::: Dataset records :::
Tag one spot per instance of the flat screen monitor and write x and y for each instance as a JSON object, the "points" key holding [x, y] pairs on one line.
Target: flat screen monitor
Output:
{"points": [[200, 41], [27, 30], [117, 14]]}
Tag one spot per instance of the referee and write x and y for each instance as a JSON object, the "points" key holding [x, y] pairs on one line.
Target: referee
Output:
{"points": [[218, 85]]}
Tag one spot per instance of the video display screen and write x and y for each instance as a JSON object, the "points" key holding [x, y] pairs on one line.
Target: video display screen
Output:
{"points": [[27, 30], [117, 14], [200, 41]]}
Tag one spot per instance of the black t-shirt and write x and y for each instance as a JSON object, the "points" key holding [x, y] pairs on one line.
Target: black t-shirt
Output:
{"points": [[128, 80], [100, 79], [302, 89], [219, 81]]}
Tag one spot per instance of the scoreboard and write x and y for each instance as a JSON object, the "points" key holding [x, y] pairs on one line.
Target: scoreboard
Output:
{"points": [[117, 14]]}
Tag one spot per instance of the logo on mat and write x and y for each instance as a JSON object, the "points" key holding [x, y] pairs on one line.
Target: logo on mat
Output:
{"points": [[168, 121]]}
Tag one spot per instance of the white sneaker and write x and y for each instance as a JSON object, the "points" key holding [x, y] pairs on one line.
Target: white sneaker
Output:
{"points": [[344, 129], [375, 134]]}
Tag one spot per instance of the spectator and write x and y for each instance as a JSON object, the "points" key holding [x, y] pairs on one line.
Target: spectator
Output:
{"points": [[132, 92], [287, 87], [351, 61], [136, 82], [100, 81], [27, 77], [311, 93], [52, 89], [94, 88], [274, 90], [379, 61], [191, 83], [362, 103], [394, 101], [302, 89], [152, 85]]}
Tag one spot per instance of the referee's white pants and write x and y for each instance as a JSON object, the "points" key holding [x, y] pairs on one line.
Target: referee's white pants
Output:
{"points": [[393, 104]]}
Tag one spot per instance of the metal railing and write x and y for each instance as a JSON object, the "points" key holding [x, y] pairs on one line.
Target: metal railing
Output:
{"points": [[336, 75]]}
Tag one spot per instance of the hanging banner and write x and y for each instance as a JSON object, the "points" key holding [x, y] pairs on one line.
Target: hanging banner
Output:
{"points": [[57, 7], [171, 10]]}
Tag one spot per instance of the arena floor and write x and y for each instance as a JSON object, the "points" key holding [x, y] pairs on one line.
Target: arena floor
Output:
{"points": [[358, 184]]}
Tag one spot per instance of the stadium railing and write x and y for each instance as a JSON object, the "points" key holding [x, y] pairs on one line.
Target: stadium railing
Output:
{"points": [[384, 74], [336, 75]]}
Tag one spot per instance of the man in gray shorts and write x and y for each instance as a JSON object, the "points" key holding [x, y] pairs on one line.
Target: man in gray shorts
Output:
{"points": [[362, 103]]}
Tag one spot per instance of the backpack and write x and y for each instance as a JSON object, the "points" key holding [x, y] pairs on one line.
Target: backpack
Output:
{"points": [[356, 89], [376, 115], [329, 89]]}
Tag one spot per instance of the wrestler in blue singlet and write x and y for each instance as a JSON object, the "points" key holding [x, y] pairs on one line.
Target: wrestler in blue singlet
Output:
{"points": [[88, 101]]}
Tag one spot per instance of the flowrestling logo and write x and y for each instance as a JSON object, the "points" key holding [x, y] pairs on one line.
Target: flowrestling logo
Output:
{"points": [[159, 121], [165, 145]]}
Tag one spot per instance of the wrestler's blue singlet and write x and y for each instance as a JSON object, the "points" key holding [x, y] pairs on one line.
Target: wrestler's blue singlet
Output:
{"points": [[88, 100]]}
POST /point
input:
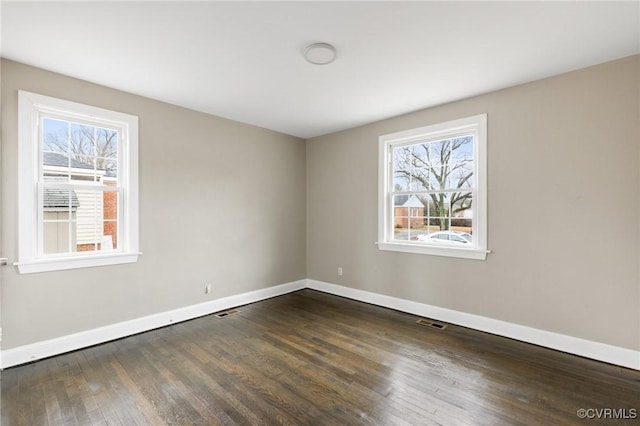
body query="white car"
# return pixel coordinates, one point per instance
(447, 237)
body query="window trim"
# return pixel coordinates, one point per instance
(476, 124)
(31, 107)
:::
::: Dataset records :::
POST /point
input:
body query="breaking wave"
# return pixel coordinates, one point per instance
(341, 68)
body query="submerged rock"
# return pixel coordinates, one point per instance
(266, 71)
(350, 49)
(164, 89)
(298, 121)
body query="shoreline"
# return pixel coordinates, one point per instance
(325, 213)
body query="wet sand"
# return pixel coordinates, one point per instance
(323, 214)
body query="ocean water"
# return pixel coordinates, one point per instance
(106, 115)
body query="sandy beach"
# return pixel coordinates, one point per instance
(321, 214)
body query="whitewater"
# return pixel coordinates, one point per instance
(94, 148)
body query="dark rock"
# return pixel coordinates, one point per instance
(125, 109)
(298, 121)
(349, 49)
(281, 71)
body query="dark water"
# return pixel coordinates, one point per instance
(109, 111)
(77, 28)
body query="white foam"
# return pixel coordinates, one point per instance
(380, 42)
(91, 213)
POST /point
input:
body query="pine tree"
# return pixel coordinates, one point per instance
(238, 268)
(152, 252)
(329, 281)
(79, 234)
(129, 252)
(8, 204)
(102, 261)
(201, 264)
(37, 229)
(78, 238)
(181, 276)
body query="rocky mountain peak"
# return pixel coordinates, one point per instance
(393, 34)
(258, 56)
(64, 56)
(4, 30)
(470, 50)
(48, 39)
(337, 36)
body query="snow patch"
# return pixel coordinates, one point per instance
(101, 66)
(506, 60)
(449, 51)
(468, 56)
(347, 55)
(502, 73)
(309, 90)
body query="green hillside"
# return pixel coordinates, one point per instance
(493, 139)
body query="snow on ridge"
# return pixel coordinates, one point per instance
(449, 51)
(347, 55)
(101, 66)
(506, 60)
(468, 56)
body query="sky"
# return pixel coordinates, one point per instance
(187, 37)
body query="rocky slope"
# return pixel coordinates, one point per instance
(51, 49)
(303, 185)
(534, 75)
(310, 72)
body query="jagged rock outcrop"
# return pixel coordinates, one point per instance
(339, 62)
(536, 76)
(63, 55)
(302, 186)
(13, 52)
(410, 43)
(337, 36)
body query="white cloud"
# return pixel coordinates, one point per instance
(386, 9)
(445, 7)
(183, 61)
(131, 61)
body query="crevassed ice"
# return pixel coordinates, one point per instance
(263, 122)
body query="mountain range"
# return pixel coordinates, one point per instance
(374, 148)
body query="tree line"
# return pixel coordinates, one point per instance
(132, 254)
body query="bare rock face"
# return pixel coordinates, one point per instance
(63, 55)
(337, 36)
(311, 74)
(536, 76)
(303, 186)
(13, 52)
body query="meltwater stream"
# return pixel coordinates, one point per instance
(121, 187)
:::
**What is being asked:**
A single number is the answer: the count of lines above that include the string "blue".

**Reply:**
4